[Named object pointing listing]
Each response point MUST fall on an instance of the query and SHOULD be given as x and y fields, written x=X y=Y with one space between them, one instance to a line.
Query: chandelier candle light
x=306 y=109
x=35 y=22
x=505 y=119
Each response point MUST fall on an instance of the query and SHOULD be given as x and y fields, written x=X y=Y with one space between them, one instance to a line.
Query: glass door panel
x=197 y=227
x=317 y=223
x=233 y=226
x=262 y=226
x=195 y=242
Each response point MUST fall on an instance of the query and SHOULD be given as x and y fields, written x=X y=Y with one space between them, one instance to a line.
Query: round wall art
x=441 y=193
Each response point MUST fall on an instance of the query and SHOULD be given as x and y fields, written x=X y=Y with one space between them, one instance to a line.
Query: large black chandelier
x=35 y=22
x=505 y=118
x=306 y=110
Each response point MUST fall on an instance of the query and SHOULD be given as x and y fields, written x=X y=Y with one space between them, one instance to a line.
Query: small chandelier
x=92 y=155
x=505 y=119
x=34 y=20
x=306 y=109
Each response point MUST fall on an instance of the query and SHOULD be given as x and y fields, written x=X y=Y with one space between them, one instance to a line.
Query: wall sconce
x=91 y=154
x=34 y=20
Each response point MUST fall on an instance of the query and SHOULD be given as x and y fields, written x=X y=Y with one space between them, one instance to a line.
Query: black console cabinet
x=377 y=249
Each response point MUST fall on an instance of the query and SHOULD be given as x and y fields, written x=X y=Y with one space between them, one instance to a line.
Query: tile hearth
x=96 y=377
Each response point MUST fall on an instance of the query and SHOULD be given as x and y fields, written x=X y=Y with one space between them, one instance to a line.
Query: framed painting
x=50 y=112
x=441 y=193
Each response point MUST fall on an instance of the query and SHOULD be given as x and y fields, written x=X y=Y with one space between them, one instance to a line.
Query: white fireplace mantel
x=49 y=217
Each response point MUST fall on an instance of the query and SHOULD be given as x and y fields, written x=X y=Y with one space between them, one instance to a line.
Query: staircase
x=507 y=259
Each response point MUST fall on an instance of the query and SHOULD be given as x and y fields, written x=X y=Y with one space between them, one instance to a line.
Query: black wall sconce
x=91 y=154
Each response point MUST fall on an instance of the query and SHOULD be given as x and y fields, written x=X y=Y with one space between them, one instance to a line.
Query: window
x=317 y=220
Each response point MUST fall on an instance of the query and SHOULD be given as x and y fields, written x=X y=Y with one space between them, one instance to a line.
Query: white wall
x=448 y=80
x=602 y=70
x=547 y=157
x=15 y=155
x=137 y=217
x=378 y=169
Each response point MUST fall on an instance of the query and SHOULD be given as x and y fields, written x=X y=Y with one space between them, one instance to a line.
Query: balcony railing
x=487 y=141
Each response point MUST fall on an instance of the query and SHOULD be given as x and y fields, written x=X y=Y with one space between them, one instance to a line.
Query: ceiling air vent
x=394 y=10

**Short problem**
Identify every line of the listing above that contains the word "white", and copy each such line in full. Treat uppercase and lowercase letters as distinct when matching.

**Problem solution**
Query: white fireplace mantel
Query: white wall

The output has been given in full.